> _Consigne 1_
Relevez tous les mots du français moderne cités entre guillemets dans l'extrait sur l'évolution phonétique du français.
> _Consigne 2_
Répondez brièvement aux questions suivantes à l'aide de l'extrait sur l'évolution phonétique du français.
(a) Quelle paire minimale illustre l'opposition entre /œ/ et /ø/ ?
(b) Après quelles consonnes la séquence */wɛw/ échappe-t-elle à la dissimilation en /jɛw/ ?
(c) À quelle époque la forme /medjeˈtaːtː/ correspond-elle ?
> _Consigne 3_
Poursuivez l'extrait sur l'évolution phonétique du français à partir de l'endroit où il s'arrête.

> _Extrait fourni_
◇ ◇ ◇ ◇ ◇
Évolutions particulières modifier

/œ/ et /ø/ existent tous deux en français moderne et il existe un petit nombre de paires minimales, par exemple « jeune » /ʒœn/ et « jeûne » /ʒøn/. Cependant, en général, /ø/ ne se produit qu'à la fin de mot, avant /z/ et habituellement avant /t/, tandis qu'on a /œ/ ailleurs.

Les séquences */wɛw/ de multiples origines se dissimilent régulièrement en /jɛw/ (puis en /jœ/, /jø/) sauf après des labiales et des vélaires (latin locus/lwɛw/ → « lieu » /ljø/, mais *volet/vwɛwθ/ → « veut » /vø/)[6].

Les changements produisant le français « moitié » /mwaˈtje/ furent approximativement les suivants :

  1. medietātem (forme latine classique / tardive)
  2. /medjeˈtaːtː/ (prononciation vers l'an 1)
  3. /mejjeˈtate/ (forme proto-romane, avec /dj/ > /jj/ et perte de la quantité vocalique)
◇ ◇ ◇ ◇ ◇
> _Données présentées_
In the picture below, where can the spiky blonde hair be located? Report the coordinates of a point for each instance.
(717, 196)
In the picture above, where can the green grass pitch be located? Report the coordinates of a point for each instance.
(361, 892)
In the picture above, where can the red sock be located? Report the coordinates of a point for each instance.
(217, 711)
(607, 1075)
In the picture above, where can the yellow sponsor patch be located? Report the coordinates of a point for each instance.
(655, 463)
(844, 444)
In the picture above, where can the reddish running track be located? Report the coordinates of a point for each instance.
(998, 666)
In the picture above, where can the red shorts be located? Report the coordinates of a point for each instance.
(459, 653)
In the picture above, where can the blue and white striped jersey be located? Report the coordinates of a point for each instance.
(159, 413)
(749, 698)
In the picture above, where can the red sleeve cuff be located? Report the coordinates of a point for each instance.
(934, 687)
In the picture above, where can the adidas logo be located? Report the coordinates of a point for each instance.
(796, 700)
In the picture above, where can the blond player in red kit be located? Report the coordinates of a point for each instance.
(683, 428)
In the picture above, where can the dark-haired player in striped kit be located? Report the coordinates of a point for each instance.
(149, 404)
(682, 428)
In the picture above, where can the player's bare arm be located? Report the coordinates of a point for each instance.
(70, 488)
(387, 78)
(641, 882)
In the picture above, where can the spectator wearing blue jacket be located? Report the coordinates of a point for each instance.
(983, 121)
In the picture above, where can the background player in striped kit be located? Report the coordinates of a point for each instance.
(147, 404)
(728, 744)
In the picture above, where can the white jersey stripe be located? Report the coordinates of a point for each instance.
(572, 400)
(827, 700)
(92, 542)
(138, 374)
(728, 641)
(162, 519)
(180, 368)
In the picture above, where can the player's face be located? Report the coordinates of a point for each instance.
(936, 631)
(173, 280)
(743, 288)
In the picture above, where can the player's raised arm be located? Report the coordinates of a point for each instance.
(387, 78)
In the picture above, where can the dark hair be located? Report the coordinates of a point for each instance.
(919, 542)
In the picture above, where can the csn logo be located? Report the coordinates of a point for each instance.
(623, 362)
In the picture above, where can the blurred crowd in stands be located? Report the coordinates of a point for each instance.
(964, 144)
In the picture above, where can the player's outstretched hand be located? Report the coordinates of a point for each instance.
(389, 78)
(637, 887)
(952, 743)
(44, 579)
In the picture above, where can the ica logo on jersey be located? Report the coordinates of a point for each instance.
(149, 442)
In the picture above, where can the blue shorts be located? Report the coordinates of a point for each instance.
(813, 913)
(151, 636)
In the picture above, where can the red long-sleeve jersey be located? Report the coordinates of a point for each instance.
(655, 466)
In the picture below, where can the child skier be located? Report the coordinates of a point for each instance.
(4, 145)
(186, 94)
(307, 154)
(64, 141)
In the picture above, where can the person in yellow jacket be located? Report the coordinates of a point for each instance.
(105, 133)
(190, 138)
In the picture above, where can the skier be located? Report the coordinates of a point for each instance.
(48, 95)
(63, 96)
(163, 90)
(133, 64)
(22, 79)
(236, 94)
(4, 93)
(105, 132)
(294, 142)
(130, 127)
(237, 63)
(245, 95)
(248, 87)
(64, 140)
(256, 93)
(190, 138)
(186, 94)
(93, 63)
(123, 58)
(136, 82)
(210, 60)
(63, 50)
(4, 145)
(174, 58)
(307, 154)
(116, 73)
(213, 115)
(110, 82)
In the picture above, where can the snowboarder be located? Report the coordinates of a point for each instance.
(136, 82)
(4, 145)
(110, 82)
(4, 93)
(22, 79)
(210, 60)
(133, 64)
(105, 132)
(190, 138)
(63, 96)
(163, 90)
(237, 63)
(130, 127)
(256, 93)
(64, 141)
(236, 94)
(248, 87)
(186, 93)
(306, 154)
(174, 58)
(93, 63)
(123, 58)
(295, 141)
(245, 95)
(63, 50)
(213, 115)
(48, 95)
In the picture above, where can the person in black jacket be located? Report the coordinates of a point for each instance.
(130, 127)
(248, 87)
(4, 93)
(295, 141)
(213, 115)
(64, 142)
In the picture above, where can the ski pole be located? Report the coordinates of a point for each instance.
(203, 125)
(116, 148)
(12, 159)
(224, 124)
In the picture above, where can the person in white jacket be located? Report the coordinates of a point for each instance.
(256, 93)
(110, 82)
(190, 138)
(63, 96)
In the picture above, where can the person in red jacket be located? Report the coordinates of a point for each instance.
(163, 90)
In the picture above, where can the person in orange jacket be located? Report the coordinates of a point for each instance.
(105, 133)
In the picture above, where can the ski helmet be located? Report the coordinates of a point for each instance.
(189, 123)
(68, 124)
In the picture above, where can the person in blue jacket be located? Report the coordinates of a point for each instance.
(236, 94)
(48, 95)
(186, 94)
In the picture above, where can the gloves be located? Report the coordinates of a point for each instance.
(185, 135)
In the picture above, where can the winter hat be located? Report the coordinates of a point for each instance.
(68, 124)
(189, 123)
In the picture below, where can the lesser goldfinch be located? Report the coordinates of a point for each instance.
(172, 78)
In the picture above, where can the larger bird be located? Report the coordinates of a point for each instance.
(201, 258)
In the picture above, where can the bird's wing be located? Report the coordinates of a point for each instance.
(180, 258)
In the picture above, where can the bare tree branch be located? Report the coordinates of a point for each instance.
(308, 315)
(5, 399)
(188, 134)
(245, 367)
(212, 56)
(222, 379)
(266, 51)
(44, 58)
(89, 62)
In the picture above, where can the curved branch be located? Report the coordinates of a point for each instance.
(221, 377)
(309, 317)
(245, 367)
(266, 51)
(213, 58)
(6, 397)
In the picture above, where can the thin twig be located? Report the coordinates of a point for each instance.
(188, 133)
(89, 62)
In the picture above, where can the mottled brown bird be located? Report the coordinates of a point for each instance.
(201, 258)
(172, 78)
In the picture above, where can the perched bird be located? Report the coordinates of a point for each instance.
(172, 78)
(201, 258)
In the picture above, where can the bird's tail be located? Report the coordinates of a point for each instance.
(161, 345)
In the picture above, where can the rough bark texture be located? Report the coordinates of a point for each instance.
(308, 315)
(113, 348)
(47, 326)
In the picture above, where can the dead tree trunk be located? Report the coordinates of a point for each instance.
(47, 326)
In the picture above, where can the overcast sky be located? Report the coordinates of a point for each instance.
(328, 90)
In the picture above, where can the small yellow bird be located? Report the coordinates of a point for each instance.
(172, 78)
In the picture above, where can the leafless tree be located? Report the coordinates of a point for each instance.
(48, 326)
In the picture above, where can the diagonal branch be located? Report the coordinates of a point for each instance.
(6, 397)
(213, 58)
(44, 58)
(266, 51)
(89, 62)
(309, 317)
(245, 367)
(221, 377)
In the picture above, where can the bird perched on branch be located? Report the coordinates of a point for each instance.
◇ ◇ ◇ ◇ ◇
> _Corrigé 1_
« jeune », « jeûne », « lieu », « veut », « moitié »

> _Corrigé 2_
(a) « jeune » /ʒœn/ et « jeûne » /ʒøn/
(b) Après les labiales et les vélaires
(c) Vers l'an 1

> _Corrigé 3_
  4. /mejˈtate/ (perte du /e/ intertonique)
  5. /mejˈtʲate/ (palatalisation tardive de /t/ en précédant /j/ )
  6. /mejˈtʲade/ (première lénition du second /t/, mais le premier est protégé par la consonne /j/ précédente)
  7. /mejˈtʲaːde/ (allongement de la voyelle accentuée en syllabe ouverte)
  8. /mejˈtʲaːd/ (perte gallo-romane du /e/ final inaccentué)
  9. /mejˈtʲaːð/ (deuxième lénition)
  10. /mejˈtʲaːθ/ (dévoisement final)
  11. /mejˈtiæθ/ (changements proto-français dans le contexte « palatal + ouvert », avec le /aː/ long reflétant l'ancien contexte de syllabe ouverte)
  12. /meiˈtiɛθ/ (changements de voyelles du début de l'ancien français)
  13. /moiˈtjɛ/ (modifications tardives de l'ancien français : /ei/ > /oi/, /iɛ/ > /jɛ/, perte de /θ/)
  14. /mweˈtje/ (changements vers le moyen français : /oi/ > /we/, final /ɛ/ > /e/ )
  15. /mwaˈtje/ (changements vers le français moderne : /we/ > /wa/)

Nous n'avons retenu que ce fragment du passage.